Stored dataset items =>
++++++++++++++++++++

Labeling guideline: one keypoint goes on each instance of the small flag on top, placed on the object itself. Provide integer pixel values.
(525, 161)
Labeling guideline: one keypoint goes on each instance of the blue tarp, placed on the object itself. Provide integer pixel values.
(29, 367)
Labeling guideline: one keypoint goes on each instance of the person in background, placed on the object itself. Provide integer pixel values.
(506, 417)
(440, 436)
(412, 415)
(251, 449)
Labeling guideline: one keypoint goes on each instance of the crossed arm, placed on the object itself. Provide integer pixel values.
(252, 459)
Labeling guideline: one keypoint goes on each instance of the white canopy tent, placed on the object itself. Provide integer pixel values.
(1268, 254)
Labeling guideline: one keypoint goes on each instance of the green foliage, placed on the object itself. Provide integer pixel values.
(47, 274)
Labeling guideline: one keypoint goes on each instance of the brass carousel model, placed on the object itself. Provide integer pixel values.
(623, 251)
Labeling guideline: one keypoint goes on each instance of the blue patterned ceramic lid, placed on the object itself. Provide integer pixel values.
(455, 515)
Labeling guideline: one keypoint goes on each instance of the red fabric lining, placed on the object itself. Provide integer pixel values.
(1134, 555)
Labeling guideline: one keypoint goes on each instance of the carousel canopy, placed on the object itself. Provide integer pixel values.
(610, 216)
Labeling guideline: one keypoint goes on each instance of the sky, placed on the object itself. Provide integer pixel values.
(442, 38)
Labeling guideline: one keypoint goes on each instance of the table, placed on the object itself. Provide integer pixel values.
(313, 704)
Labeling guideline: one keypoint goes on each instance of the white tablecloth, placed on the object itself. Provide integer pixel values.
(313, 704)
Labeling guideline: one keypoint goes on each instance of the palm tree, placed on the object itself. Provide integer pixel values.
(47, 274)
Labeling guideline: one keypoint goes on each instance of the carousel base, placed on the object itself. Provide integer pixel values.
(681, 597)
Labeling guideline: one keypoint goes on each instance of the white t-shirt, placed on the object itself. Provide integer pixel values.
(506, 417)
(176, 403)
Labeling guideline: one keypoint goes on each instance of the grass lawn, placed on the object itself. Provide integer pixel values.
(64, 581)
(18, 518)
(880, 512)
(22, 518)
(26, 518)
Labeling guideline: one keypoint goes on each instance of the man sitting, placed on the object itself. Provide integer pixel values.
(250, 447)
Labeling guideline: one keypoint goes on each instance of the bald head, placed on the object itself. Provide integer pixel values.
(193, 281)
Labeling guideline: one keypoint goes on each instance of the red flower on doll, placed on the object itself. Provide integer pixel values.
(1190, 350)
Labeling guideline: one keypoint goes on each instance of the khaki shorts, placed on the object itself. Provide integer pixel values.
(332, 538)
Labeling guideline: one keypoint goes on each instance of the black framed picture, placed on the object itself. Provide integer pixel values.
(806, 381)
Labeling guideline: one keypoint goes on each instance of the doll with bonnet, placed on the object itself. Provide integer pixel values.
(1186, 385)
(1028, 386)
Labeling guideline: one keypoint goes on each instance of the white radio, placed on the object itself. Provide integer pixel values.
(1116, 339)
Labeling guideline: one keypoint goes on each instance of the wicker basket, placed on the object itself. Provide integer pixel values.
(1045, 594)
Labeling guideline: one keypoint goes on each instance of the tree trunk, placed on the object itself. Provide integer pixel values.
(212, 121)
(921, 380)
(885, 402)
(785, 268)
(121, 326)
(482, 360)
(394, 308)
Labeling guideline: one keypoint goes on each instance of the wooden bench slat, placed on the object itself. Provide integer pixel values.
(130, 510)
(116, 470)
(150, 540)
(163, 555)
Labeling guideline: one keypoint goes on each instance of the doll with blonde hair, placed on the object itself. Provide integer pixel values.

++++++++++++++++++++

GIVEN REQUEST =>
Could you rewrite all of the records above, replacing "integer pixel values" with "whole-number pixel coordinates" and keeping everything else the same?

REPLY TO THE EXERCISE =>
Labeling guideline: one keypoint goes on each instance of the small flag on top, placed on the object itself. Provide whole-number pixel coordinates.
(525, 161)
Labeling guideline: one keypoint goes on each instance of the blue tarp, placed on the object itself. Provide whole-number pixel coordinates.
(29, 367)
Labeling guideline: one keypoint goes on each instance of the person in background, placed on the object itself. Provide whole-number pixel coordinates.
(506, 417)
(440, 436)
(412, 415)
(251, 449)
Labeling guideline: one keypoint goes on each instance of the crossed arm, placed on the object itself. Provide whole-number pixel coordinates.
(252, 459)
Labeling guideline: one keypoint goes on each instance of the white canopy tent, placed on the object itself. Provide whole-number pixel coordinates.
(1268, 254)
Labeling guideline: one keypoint goes on each instance of the green foliage, placed on the object itself. Provide whole-number pixel coordinates.
(47, 274)
Labeling guideline: one keypoint goes on each instance of the brass carousel model, placed on the object itself. Provide whole-number pixel coordinates.
(623, 251)
Labeling guideline: one keypoint goes on each instance of the blue patterned ceramic lid, placed on the object itself. Provide whole-number pixel coordinates.
(455, 515)
Labeling guideline: one keypoint goes on each instance of the red fabric lining, placed on the object itself. Provide whole-number pixel coordinates.
(1134, 555)
Labeling guideline: one keypoint goes on each instance of the carousel canopy, placed on the object itself. Provide whole-number pixel coordinates.
(610, 216)
Labeling guideline: one keypoint goes on each instance of the sky, placed on the object itself. Provide whole-number pixel coordinates.
(442, 38)
Labeling guideline: one keypoint goes on each instance of the table, placed on the object itself. Provide whole-number pixel coordinates.
(313, 704)
Labeling guideline: one keypoint goes on each instance of the white tablecloth, placed on the object itself. Provide whole-number pixel coordinates.
(313, 704)
Labeling guideline: one keypoint goes on each instance of the palm tree, placed on the object itself. Provide whole-number pixel coordinates.
(47, 274)
Labeling guideline: one keypoint goes on each instance of the carousel base, placed on the object itself. Provide whole-number pixel coordinates.
(681, 597)
Labeling guideline: one keypoint goes on each instance of the white t-shirt, placed on the object itself. Provide whole-number pixel coordinates.
(506, 417)
(176, 403)
Labeling guideline: one keypoint goes on each instance of the grass lawn, placed on the object itself. Provide whole-number pixel coordinates.
(64, 581)
(18, 518)
(880, 512)
(22, 518)
(26, 518)
Labeling guideline: one keypoint goes on each instance of the man sitting, placed on the object itself. Provide whole-number pixel coordinates.
(250, 447)
Labeling guideline: one keypoint goes on each instance of the bald head, placed on the object itself. Provide whole-number pixel coordinates.
(193, 281)
Labeling guideline: one keypoint goes on each instance of the red flower on doll, placed on the object itself. Provide whole-number pixel coordinates.
(1190, 350)
Labeling guideline: one keypoint goes on each instance of the khaki shorts, placed on the object itself. Provide whole-number pixel coordinates.
(332, 538)
Labeling guideline: one keypoint goes on each instance of the black framed picture, placed on the object itself. Provide whole-number pixel coordinates.
(806, 381)
Labeling guideline: one keypoint goes on each instance of the doll with bonnet, placed on the object itself. Provide whole-number pixel coordinates.
(1186, 385)
(1028, 386)
Labeling guideline: one keypoint goes on each instance of the white radio, placed on the object itself. Provide whole-number pixel coordinates.
(1116, 339)
Labeling guideline: one keypoint goes on each instance of the wicker basket, placed on the object itself. Provide whole-number pixel coordinates.
(1045, 594)
Labeling guideline: one keypoint goes on each instance of the tree trunk, placed on the object itself. Provide whole-number pixel coordinates.
(212, 121)
(921, 380)
(885, 402)
(785, 268)
(121, 326)
(482, 360)
(394, 308)
Labeling guideline: one keypoint goes on each instance of the wooden bench slat, placed on the object itself. Provide whole-number pixel coordinates.
(130, 510)
(116, 470)
(150, 540)
(163, 555)
Labeling guideline: one keypoint goes on each instance of the doll with blonde hair, placed on the object itself. Provide whole-number pixel coordinates.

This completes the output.